Exercise prompt - Report the number of lines in the records below that contain the word "shrub", and nothing more.

Stored data entries
....
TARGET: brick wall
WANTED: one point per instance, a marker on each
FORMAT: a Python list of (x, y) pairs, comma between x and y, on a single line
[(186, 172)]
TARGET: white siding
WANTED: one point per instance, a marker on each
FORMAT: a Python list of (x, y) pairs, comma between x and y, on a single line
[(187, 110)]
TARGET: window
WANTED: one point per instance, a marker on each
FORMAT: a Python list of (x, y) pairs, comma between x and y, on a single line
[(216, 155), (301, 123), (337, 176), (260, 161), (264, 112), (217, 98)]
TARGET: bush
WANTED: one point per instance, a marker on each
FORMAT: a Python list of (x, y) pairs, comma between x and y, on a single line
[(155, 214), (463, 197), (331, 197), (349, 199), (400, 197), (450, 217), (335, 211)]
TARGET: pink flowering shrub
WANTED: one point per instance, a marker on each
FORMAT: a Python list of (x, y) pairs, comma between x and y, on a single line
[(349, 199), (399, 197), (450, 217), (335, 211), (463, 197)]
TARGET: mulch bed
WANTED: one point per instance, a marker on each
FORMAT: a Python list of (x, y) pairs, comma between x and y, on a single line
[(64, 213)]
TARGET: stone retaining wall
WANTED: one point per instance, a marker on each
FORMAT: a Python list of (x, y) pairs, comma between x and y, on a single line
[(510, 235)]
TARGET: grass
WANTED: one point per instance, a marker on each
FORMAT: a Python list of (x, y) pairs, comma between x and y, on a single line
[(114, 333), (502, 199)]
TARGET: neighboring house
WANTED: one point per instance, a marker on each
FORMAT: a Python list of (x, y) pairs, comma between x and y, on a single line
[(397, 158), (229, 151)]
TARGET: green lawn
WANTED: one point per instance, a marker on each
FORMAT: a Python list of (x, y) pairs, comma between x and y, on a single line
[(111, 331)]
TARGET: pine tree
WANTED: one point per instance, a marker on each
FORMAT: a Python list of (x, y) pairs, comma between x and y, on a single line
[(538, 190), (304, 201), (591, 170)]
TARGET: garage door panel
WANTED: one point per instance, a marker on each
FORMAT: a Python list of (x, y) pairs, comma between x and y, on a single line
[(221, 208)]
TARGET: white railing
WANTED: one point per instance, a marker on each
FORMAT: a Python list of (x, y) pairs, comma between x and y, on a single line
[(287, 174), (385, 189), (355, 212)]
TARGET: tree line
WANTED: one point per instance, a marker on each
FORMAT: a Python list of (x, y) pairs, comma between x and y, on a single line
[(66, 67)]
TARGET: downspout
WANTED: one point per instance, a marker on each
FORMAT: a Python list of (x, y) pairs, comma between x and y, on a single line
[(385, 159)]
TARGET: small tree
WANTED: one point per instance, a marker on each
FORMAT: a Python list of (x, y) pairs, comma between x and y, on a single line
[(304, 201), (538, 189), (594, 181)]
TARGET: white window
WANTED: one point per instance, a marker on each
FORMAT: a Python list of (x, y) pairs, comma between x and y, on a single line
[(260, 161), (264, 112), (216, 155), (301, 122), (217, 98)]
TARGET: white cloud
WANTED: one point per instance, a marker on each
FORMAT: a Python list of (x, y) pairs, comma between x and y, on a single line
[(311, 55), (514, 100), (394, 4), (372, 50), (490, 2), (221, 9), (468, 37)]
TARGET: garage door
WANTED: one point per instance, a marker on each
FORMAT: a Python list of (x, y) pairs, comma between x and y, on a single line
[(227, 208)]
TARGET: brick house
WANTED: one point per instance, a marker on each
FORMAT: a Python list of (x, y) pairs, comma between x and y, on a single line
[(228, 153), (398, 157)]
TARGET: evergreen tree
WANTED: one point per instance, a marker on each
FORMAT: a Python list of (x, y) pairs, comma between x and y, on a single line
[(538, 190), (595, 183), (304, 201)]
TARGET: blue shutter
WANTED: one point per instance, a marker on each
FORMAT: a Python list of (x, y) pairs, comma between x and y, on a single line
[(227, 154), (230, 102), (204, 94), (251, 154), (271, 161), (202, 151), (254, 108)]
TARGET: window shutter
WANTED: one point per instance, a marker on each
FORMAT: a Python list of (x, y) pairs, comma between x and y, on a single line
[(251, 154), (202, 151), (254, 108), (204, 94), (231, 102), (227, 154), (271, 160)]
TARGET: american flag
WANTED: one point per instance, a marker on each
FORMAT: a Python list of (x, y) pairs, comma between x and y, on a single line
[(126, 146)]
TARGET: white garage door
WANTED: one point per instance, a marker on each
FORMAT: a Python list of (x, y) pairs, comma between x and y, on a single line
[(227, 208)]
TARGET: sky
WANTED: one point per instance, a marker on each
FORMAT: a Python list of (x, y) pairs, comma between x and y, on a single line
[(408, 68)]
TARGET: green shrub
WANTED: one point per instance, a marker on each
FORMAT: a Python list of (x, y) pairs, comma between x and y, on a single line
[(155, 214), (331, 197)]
....
Response box - 2